··· ТЕКСТ ДЛЯ ЧТЕНИЯ ···

Я тупо молчала, потому что никто из нас не мог объяснить, что такое клоп. Уяснив, что любезный швед хорошо знает латышский язык, потому что у него совместный бизнес в Латвии, я пыталась усиленно вспомнить слово, которое произнесла техслужащая, увидев клопа, всплеснув руками. Наконец меня озарило и я радостно завопила: « Шаусмас». что означало по латышски « ужас». Швед подпрыгнул от неожиданности на своем сиденье и мы слетели в придорожную канаву, колеса увязали в грязной большой луже. Потом мы долго толкали машину сзади, перемазавшись, как черти на болоте. Наконец, расстелив брезент на сиденьях, мы опять оказались в быстро мчавшемся автомобиле по дороге домой.
      
        Когда мы приехали к парадному входу санатория и намеревались тихонько подняться к себе домой, мы увидели у входа толпу отдыхающих, безмолвно открывших рот при нашем  появлении.

···

### ВАШИ ЗАДАНИЯ:
**1)** Пожалуйста, перепишите из рассказа о клопе и шведе отрывок от слов «Я тупо молчала, потому» до слов «при нашем  появлении.» включительно.
**2)** Ответьте по рассказу о клопе и шведе на вопросы:
(a) Почему швед хорошо знает латышский язык?
(b) Что означает по-латышски слово «Шаусмас»?
(c) Что расстелили на сиденьях, прежде чем снова сесть в автомобиль?
**3)** Напишите продолжение рассказа о клопе и шведе, которое начинается сразу после его последнего предложения.

··· ДАННЫЕ УПРАЖНЕНИЯ ···

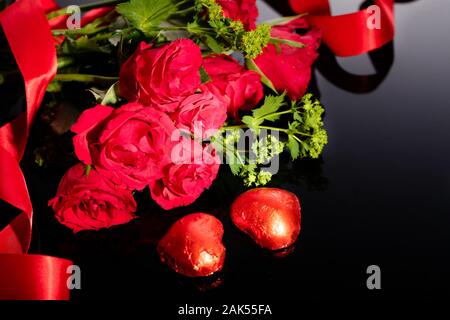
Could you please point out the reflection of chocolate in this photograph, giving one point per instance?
(284, 252)
(203, 284)
(270, 216)
(193, 245)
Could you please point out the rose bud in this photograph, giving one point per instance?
(202, 113)
(89, 202)
(193, 245)
(193, 170)
(161, 76)
(129, 145)
(241, 87)
(289, 67)
(270, 216)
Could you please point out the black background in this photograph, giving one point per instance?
(380, 194)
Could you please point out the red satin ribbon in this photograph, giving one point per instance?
(25, 26)
(348, 34)
(33, 277)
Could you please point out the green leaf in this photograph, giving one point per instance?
(213, 44)
(235, 168)
(146, 15)
(271, 105)
(204, 76)
(293, 146)
(251, 65)
(284, 20)
(252, 122)
(111, 96)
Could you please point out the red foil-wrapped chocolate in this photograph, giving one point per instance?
(269, 216)
(193, 245)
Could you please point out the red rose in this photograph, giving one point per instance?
(161, 76)
(240, 86)
(240, 10)
(289, 68)
(194, 169)
(202, 113)
(89, 202)
(129, 145)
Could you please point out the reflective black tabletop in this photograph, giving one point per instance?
(378, 196)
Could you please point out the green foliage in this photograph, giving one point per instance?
(146, 15)
(306, 136)
(253, 42)
(221, 33)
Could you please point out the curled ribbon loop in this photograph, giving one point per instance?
(350, 34)
(25, 26)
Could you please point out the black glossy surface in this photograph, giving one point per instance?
(379, 196)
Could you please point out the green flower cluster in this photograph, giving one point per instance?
(231, 34)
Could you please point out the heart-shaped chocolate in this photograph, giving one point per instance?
(193, 245)
(269, 216)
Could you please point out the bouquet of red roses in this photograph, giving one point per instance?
(186, 85)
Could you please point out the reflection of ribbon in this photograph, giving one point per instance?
(349, 34)
(26, 276)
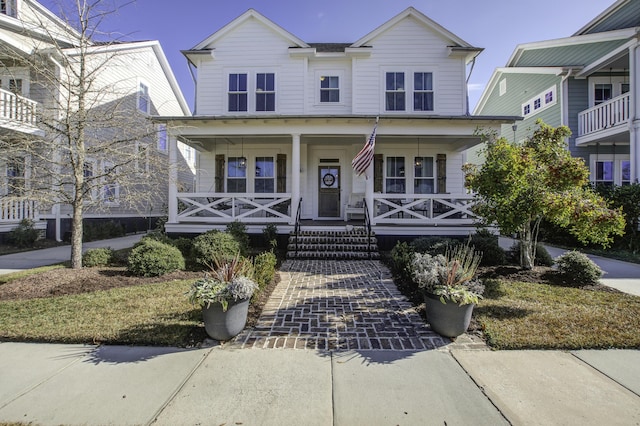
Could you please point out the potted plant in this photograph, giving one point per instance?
(224, 294)
(450, 287)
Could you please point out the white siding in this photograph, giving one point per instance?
(409, 47)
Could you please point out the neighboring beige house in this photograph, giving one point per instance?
(278, 121)
(140, 79)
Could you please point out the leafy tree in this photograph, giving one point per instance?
(520, 184)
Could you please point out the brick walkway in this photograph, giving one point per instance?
(338, 305)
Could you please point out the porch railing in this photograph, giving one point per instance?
(208, 207)
(17, 108)
(423, 209)
(15, 209)
(604, 116)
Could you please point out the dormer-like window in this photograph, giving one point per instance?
(8, 7)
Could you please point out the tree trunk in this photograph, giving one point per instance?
(76, 236)
(527, 245)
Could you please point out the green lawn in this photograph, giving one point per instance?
(518, 315)
(153, 314)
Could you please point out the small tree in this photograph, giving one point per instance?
(520, 184)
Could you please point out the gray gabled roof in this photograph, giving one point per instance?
(621, 14)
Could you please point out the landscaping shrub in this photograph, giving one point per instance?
(24, 235)
(576, 268)
(239, 231)
(543, 258)
(432, 245)
(214, 243)
(487, 243)
(153, 258)
(97, 257)
(264, 268)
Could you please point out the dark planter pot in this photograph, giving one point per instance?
(447, 319)
(224, 325)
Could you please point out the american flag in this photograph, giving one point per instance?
(361, 161)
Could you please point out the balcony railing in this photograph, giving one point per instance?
(224, 208)
(604, 116)
(17, 108)
(16, 209)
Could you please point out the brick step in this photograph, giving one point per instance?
(333, 247)
(333, 255)
(334, 240)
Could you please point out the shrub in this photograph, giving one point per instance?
(24, 235)
(239, 231)
(487, 243)
(264, 268)
(214, 243)
(97, 257)
(401, 256)
(433, 245)
(153, 258)
(543, 258)
(576, 268)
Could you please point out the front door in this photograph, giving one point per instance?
(329, 191)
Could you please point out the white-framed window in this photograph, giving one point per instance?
(8, 7)
(395, 93)
(238, 92)
(237, 174)
(540, 102)
(163, 140)
(329, 88)
(144, 102)
(395, 181)
(423, 91)
(265, 175)
(424, 178)
(610, 169)
(265, 91)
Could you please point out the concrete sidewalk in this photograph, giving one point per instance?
(32, 259)
(75, 384)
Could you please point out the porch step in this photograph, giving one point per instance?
(347, 244)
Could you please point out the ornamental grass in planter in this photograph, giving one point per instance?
(450, 287)
(224, 294)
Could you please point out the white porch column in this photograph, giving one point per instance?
(295, 176)
(368, 188)
(173, 180)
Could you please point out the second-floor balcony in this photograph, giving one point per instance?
(604, 119)
(17, 112)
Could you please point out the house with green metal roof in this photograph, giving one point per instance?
(589, 81)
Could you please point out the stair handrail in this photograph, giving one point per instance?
(367, 225)
(296, 226)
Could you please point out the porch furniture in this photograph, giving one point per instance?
(354, 206)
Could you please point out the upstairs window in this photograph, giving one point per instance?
(602, 93)
(264, 182)
(423, 91)
(329, 89)
(265, 92)
(395, 177)
(395, 91)
(144, 103)
(237, 92)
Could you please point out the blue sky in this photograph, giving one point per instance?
(495, 25)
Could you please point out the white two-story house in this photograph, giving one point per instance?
(278, 121)
(133, 79)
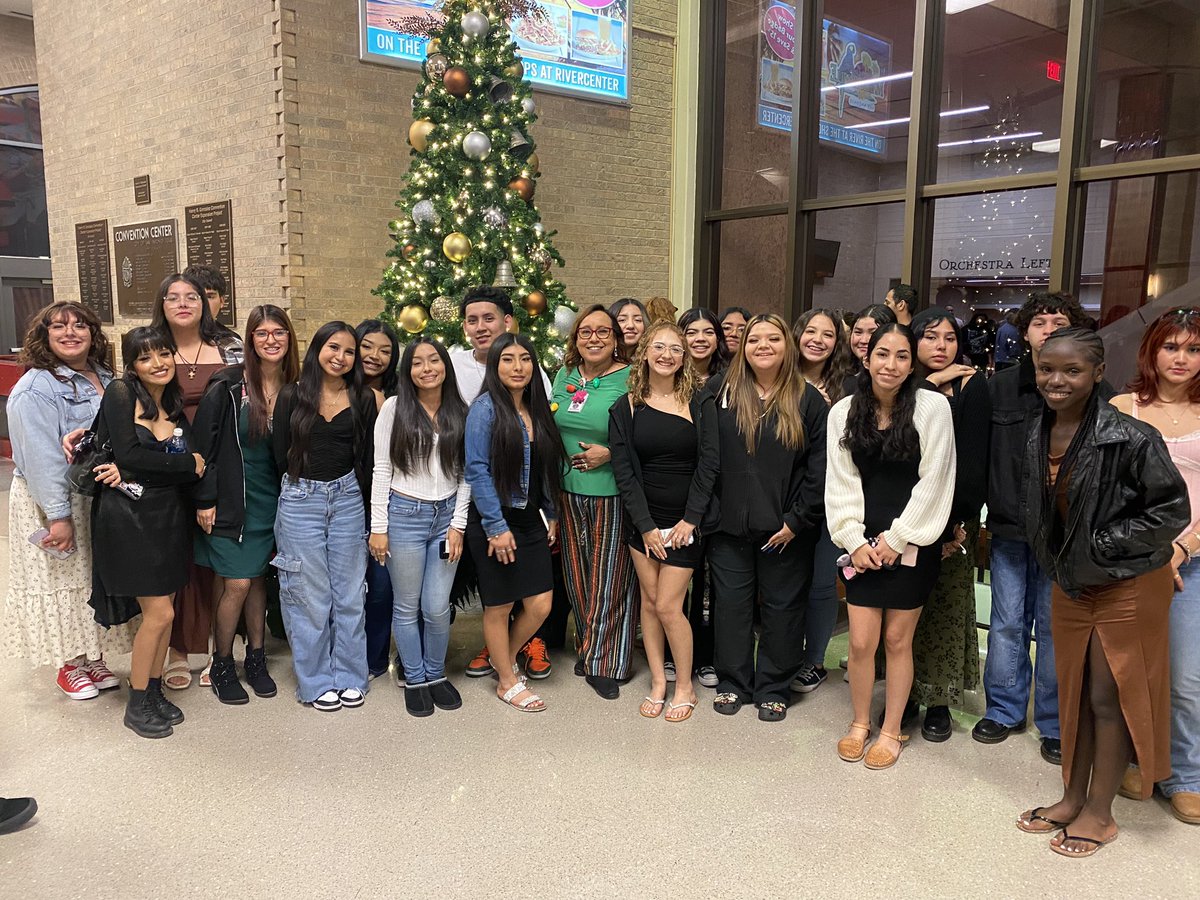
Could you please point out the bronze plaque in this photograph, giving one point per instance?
(145, 255)
(95, 268)
(208, 229)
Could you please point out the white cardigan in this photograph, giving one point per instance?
(928, 510)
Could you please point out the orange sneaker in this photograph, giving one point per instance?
(535, 659)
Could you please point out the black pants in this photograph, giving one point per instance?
(741, 574)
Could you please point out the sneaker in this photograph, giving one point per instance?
(808, 679)
(535, 660)
(480, 666)
(100, 675)
(328, 702)
(76, 683)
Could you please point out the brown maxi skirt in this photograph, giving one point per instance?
(1131, 621)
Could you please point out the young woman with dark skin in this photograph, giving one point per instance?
(1103, 505)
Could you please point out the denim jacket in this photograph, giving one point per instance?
(41, 411)
(479, 471)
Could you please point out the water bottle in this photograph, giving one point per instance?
(177, 444)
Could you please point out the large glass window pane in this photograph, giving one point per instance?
(1002, 75)
(754, 264)
(856, 258)
(1147, 83)
(865, 95)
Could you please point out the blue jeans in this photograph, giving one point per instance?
(420, 583)
(1186, 687)
(1020, 607)
(321, 535)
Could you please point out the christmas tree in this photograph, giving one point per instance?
(468, 215)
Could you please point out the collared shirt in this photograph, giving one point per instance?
(45, 407)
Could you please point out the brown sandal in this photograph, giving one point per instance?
(882, 759)
(852, 749)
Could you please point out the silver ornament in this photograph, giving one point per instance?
(477, 145)
(475, 24)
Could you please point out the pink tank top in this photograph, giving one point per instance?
(1185, 453)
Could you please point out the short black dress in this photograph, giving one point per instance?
(887, 486)
(666, 450)
(531, 573)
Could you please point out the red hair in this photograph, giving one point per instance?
(1145, 384)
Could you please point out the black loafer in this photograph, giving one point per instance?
(606, 688)
(937, 725)
(1051, 750)
(989, 731)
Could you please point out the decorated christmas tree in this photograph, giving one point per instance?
(468, 214)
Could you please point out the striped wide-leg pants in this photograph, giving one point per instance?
(599, 576)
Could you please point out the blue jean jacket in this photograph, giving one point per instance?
(41, 411)
(479, 471)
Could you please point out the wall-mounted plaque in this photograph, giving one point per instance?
(145, 255)
(208, 229)
(95, 268)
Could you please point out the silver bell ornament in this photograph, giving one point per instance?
(477, 145)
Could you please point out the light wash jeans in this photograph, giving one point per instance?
(420, 585)
(1186, 685)
(1020, 607)
(321, 535)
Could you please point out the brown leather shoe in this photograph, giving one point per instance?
(1186, 807)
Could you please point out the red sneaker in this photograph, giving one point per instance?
(535, 659)
(76, 684)
(100, 675)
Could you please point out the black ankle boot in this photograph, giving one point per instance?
(165, 708)
(142, 718)
(225, 682)
(257, 676)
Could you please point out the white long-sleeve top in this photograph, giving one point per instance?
(429, 483)
(928, 510)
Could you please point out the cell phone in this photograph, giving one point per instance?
(41, 534)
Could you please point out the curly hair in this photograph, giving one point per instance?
(35, 351)
(687, 381)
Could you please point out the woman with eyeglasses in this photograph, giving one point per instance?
(237, 504)
(597, 567)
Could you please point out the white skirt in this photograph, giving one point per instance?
(46, 615)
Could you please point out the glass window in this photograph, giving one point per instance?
(1002, 73)
(754, 265)
(990, 250)
(865, 95)
(1147, 84)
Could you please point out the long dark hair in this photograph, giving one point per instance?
(507, 451)
(210, 331)
(376, 327)
(253, 373)
(307, 401)
(863, 435)
(412, 432)
(147, 339)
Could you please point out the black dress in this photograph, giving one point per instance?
(139, 547)
(531, 573)
(666, 449)
(887, 486)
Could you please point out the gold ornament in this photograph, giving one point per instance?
(456, 246)
(419, 135)
(413, 318)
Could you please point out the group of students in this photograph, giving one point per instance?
(711, 480)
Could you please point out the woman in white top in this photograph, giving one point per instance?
(889, 483)
(418, 516)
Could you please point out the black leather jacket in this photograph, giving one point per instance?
(1126, 504)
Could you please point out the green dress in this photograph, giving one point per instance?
(247, 558)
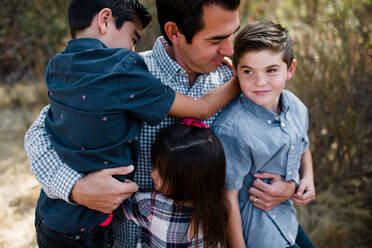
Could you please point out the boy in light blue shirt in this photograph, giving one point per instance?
(264, 130)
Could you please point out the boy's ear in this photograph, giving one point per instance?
(104, 19)
(173, 33)
(291, 69)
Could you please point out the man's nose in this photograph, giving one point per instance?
(226, 48)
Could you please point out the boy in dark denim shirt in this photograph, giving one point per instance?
(100, 91)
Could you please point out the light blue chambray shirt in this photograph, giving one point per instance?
(258, 140)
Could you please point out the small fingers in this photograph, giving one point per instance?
(300, 190)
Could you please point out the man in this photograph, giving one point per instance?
(197, 36)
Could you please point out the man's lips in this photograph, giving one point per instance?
(217, 61)
(261, 92)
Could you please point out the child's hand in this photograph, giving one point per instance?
(305, 192)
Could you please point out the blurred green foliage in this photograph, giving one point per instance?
(333, 47)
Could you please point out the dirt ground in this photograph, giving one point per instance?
(19, 190)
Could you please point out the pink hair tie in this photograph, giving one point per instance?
(194, 122)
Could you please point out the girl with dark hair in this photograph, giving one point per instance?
(188, 207)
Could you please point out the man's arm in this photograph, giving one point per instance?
(204, 107)
(270, 195)
(235, 231)
(306, 190)
(98, 190)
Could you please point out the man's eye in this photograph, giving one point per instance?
(215, 42)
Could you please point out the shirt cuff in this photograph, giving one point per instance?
(64, 181)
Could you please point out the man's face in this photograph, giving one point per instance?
(262, 76)
(210, 45)
(125, 37)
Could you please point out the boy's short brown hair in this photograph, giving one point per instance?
(263, 35)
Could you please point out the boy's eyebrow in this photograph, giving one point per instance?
(221, 37)
(270, 66)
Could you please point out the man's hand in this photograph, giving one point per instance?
(305, 192)
(267, 196)
(100, 191)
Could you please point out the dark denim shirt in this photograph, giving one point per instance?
(98, 100)
(258, 140)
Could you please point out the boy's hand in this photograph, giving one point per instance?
(305, 192)
(100, 191)
(267, 196)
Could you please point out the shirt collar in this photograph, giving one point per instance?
(82, 44)
(168, 65)
(263, 113)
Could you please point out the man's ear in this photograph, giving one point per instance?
(104, 20)
(291, 69)
(173, 33)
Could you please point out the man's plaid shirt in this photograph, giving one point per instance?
(58, 179)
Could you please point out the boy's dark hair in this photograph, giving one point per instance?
(188, 14)
(81, 13)
(192, 164)
(263, 35)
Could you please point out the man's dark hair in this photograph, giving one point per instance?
(188, 14)
(81, 13)
(263, 35)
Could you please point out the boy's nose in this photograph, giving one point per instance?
(260, 80)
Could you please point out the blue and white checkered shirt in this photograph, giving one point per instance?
(58, 179)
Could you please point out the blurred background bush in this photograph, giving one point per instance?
(333, 47)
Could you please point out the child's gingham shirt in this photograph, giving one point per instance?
(57, 178)
(163, 222)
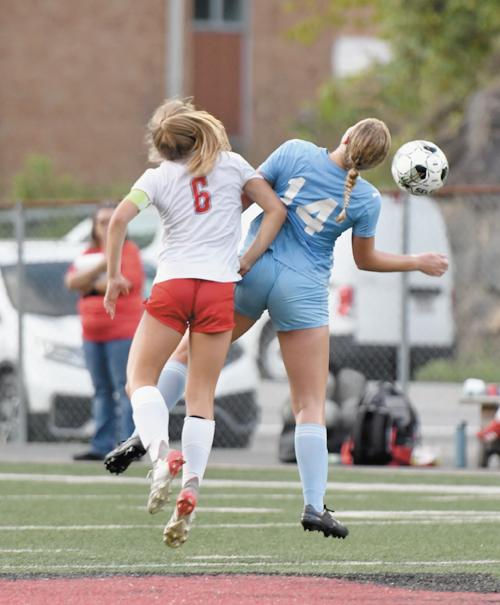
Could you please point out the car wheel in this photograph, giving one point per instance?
(9, 406)
(270, 361)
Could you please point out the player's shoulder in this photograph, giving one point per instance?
(366, 190)
(231, 158)
(299, 146)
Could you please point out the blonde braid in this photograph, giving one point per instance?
(369, 143)
(350, 181)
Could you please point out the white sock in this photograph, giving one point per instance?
(150, 418)
(312, 459)
(197, 439)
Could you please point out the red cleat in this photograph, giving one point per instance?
(490, 433)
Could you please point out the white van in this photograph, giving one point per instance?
(365, 307)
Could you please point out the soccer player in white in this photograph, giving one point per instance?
(197, 190)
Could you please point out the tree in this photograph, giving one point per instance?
(442, 51)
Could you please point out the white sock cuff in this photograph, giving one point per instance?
(145, 395)
(176, 366)
(310, 430)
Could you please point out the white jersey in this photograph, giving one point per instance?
(201, 217)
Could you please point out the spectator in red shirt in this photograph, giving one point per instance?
(106, 343)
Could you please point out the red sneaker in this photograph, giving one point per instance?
(490, 433)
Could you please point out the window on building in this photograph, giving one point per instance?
(232, 10)
(353, 54)
(202, 10)
(218, 13)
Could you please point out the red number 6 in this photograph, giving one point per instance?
(202, 201)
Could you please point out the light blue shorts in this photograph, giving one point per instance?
(294, 301)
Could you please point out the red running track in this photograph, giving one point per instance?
(221, 590)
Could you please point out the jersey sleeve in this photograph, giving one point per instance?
(247, 171)
(279, 161)
(147, 184)
(366, 225)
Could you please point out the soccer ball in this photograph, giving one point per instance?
(419, 167)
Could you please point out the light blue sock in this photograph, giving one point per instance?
(312, 458)
(171, 384)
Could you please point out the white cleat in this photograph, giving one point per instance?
(164, 470)
(177, 529)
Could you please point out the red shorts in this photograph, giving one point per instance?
(203, 306)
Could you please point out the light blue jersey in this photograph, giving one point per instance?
(312, 187)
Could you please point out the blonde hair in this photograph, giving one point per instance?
(368, 144)
(178, 130)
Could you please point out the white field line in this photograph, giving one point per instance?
(224, 483)
(292, 564)
(370, 517)
(206, 496)
(37, 550)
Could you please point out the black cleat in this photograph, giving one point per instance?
(323, 521)
(124, 453)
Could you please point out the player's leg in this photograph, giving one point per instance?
(153, 343)
(207, 353)
(250, 301)
(206, 358)
(299, 309)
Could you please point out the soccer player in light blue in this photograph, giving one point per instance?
(325, 196)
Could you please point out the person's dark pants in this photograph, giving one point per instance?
(107, 364)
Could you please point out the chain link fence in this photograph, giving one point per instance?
(401, 327)
(45, 388)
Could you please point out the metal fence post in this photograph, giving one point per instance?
(404, 347)
(22, 430)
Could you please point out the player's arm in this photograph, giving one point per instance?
(260, 192)
(246, 201)
(367, 258)
(117, 284)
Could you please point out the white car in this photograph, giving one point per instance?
(57, 384)
(365, 307)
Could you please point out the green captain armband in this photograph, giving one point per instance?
(139, 198)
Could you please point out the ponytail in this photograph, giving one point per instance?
(369, 143)
(178, 130)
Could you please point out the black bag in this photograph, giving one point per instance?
(386, 428)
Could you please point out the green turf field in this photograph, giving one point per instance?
(79, 519)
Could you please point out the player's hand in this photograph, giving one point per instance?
(432, 263)
(116, 286)
(245, 265)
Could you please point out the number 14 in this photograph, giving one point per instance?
(322, 208)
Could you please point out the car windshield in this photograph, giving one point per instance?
(45, 292)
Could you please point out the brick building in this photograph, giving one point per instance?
(79, 80)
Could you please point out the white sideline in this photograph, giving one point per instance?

···

### ОТВЕТЫ К ЗАДАНИЯМ:
**1)**
Я тупо молчала, потому что никто из нас не мог объяснить, что такое клоп. Уяснив, что любезный швед хорошо знает латышский язык, потому что у него совместный бизнес в Латвии, я пыталась усиленно вспомнить слово, которое произнесла техслужащая, увидев клопа, всплеснув руками. Наконец меня озарило и я радостно завопила: « Шаусмас». что означало по латышски « ужас». Швед подпрыгнул от неожиданности на своем сиденье и мы слетели в придорожную канаву, колеса увязали в грязной большой луже. Потом мы долго толкали машину сзади, перемазавшись, как черти на болоте. Наконец, расстелив брезент на сиденьях, мы опять оказались в быстро мчавшемся автомобиле по дороге домой.
      
        Когда мы приехали к парадному входу санатория и намеревались тихонько подняться к себе домой, мы увидели у входа толпу отдыхающих, безмолвно открывших рот при нашем  появлении.

**2)**
(a) У него совместный бизнес в Латвии.
(b) «Ужас».
(c) Брезент.

**3)**
 - Завтра, мы все вам расскажем завтра, - только сумела простонать Надя, и мы устремились в теплый душ и чистую постель. До обеда нас никто не будил и мы спали мертвецкими сном. Но, как только я попыталась встать, у меня заболела и закружилась  голова. Прибежали врачи, прописали  постельный режим и даже попросили господина Стрейча привезти из Риги кардиолога, так как  обнаружили нарушение сердечного ритма.
- У меня целый чемодан  нарядов, - со слезами жаловалась я специалисту и просила  разрешить мне ходить, когда станет хоть чуточку легче.
- Почему же вы бросились помогать раненым вместо того, чтобы выгуливать свои наряды, да еще заблудились по дороге домой.
- Потому что я выполняла свой долг, - растеряно отвечала я.
- Почему же Вы  отказываете мне в  выполнении моего  долга? - невозмутимо  парировал   кардиолог - латыш. Мне нечего было сказать в ответ. На пороге он чуть помедлил и добил меня искрометной фразой: «И больше  не надо блудить».
Рыдания сотрясали мое тело, а Надя смотрела на меня и от души хохотала.
       Какой любовью и  заботой окружили нас казахи, эстонцы, русские и латыши. Нас с Надей перевели в номер «люкс». Фотограф Ян Яныч, который входил в партию "зеленых" принес  подшивку газеты латышского национального движения  «Atmoda», где были опубликованы якобы существующий договор Молотова и Риббентропа, прекрасные стихи Максимилиана Волошина:
Горькая детоубийца — Русь!
И на дне твоих подвалов сгину
Иль в кровавой луже поскользнусь,
Но твоей голгофы не покину.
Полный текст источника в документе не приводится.